SOURCE MATERIAL
=====
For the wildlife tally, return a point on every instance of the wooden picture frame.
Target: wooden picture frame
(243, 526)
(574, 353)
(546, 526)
=====
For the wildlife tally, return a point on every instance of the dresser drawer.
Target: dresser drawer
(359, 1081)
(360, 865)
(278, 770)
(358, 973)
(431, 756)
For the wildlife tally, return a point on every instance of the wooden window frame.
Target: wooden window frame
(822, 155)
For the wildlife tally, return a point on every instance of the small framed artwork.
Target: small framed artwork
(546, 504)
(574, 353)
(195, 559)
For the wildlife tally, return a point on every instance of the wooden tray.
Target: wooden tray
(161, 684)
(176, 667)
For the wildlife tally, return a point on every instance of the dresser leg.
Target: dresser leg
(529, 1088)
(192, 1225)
=====
TRY IT
Would you give the number of lines in this listing that include "wildlife"? Only the number, please.

TASK ANSWER
6